* **AUFGABE**
Gib bitte sämtliche folgenden Einträge Zeile für Zeile unverändert wieder.

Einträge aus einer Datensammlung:
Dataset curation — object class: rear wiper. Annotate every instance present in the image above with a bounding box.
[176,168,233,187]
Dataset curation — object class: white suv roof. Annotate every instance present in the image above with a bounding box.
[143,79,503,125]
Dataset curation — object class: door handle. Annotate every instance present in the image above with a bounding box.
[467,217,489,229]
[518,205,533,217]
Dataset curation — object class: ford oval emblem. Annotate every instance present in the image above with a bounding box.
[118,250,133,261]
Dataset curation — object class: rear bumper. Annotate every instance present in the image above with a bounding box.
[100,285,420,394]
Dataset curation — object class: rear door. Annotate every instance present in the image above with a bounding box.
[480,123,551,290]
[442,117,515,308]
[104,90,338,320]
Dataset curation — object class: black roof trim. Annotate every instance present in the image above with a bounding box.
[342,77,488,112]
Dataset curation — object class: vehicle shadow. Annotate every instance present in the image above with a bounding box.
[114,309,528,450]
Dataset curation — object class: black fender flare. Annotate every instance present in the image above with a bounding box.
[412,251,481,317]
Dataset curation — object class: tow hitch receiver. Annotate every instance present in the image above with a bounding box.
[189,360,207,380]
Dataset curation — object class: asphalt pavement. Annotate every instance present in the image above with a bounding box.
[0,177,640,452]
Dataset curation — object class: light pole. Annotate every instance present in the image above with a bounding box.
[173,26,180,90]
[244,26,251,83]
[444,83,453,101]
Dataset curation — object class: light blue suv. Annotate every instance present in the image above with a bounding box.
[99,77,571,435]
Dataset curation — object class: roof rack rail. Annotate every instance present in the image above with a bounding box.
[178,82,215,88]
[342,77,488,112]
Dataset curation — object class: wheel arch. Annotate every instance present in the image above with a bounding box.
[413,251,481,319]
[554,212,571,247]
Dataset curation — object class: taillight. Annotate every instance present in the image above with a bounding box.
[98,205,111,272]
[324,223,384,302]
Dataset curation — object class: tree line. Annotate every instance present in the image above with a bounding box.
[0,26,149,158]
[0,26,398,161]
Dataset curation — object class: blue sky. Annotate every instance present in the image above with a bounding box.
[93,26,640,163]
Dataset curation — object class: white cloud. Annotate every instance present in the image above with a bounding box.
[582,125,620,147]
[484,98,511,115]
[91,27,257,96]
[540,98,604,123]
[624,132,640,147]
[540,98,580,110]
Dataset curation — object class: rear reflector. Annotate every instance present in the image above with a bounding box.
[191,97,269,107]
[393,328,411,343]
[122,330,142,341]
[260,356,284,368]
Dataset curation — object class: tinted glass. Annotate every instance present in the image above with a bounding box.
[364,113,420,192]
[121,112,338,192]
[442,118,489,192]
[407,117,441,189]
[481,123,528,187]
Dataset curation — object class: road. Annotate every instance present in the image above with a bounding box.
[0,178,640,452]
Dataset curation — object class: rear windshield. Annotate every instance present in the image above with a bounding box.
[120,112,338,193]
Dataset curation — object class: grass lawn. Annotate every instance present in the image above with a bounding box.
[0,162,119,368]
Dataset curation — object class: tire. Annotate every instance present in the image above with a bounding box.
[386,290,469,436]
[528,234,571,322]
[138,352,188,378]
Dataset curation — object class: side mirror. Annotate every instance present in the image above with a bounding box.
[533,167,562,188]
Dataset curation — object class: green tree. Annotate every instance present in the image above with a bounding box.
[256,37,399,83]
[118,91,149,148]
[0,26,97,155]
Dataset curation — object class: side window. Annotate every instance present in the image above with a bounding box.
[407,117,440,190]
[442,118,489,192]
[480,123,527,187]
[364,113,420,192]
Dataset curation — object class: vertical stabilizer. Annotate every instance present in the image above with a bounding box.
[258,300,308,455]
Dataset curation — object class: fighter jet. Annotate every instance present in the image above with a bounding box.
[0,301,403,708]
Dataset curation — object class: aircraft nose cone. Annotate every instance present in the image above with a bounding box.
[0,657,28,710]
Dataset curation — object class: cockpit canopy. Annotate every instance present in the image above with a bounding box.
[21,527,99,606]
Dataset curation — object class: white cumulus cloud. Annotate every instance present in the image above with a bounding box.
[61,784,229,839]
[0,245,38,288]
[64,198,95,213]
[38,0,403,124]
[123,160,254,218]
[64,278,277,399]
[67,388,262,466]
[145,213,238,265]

* **SCHRIFTLICHE LÖSUNG**
Dataset curation — object class: rear wiper. Annotate every instance present in the image above with a bounding box.
[176,168,233,187]
Dataset curation — object class: white suv roof. Annotate every instance present in the image above with a bounding box.
[143,79,503,125]
Dataset curation — object class: door handle. Annotate every instance present in the image above with a bounding box.
[467,217,489,229]
[518,205,533,217]
Dataset curation — object class: ford oval emblem. Annotate every instance present in the image above with a bounding box.
[118,250,133,261]
Dataset curation — object class: rear bumper. Annotate every instance present in the image above with a bounding box.
[100,285,420,394]
Dataset curation — object class: rear door. Annotate every instance present in the image above with a bounding box.
[480,123,551,290]
[442,117,515,308]
[104,90,338,320]
Dataset curation — object class: black roof trim. Annotate every instance present in the image above with a bounding box.
[342,77,488,112]
Dataset curation — object class: vehicle shadow. Annotate every instance present in the image above with a bounding box.
[114,309,528,450]
Dataset curation — object class: black fender flare. Annotate every instance present in the image above with a bounding box.
[412,251,481,317]
Dataset curation — object class: tow hitch receiver. Annotate every instance present in the image above with a bounding box.
[189,360,207,380]
Dataset curation — object class: asphalt pavement. Annotate every instance present in the image above with a bounding box.
[0,177,640,452]
Dataset curation — object class: light pole. Annotate every instance present in the image above with a bounding box.
[173,26,180,90]
[244,26,251,83]
[444,83,453,101]
Dataset curation — object class: light blue suv. Annotate every instance present in the image above with a bounding box.
[99,77,571,435]
Dataset curation — object class: roof rack rail. Annotate every instance present in the image above with a bounding box.
[178,82,215,88]
[342,77,488,112]
Dataset curation — object class: wheel arch. Annotate every instance present in the image above with a bounding box.
[413,251,481,319]
[554,212,571,247]
Dataset curation — object class: taillight. Annotate every instance present in the image above with a bounding box.
[98,205,111,272]
[324,223,384,302]
Dataset curation — object class: tree line. Annotate every instance present in the image above with a bounding box.
[0,26,149,158]
[0,26,398,161]
Dataset curation — object class: blue sky. Annotate every instance present in the image above with a bounding box.
[93,26,640,163]
Dataset curation — object class: white cloud. Annotate every instance present in the image above with a bounding box.
[582,125,620,147]
[484,98,511,115]
[91,27,257,96]
[540,98,604,123]
[624,132,640,147]
[540,98,580,110]
Dataset curation — object class: rear reflector. Annotate every instance present in the image above with a bounding box.
[191,97,269,107]
[393,328,411,343]
[122,330,142,341]
[260,356,284,368]
Dataset curation — object class: tinted glass. Annotate every instance present in the image above with a bounding box.
[364,113,420,192]
[121,112,338,192]
[442,118,489,192]
[407,117,441,189]
[481,123,528,187]
Dataset curation — object class: road. Annotate every instance present in the image above with a bounding box.
[0,178,640,452]
Dataset curation — object class: rear windshield. Annotate every instance present in the image above with a bounding box.
[120,112,338,193]
Dataset curation — object class: grass lawn. Annotate every instance present in the image above with a bounding box.
[0,162,119,368]
Dataset curation — object class: tire. Annotate every instance present in the image above with a bounding box.
[386,290,469,436]
[528,234,571,322]
[138,352,188,378]
Dataset curation — object class: side mirror. Annotate every instance present in the image above with a bounding box.
[533,167,562,188]
Dataset curation — object class: green tree. Annotate every instance present in the image above with a bounding box.
[256,37,399,83]
[118,91,149,148]
[0,26,97,155]
Dataset curation — object class: side window. Annotate every instance present in the image above with a bounding box.
[407,117,440,190]
[442,118,489,192]
[480,123,527,187]
[364,113,420,192]
Dataset curation — object class: vertical stabilizer. Annotate every instance present in the image above with a bounding box.
[258,300,308,455]
Dataset curation — object class: fighter jet. Annotate every instance present in the image above with a bounding box.
[0,301,403,708]
Dataset curation — object class: aircraft nose cone. Annotate every instance present in the image above with a bounding box.
[0,657,28,710]
Dataset curation — object class: cockpit canopy. Annotate every instance present in the image above with a bounding box.
[21,527,99,606]
Dataset curation — object class: white cumulus cloud. Annotate every instance present in the image above with a bounding box.
[61,784,229,839]
[0,245,38,288]
[64,198,95,213]
[38,0,403,124]
[123,160,254,218]
[64,278,277,399]
[67,388,262,466]
[145,213,238,265]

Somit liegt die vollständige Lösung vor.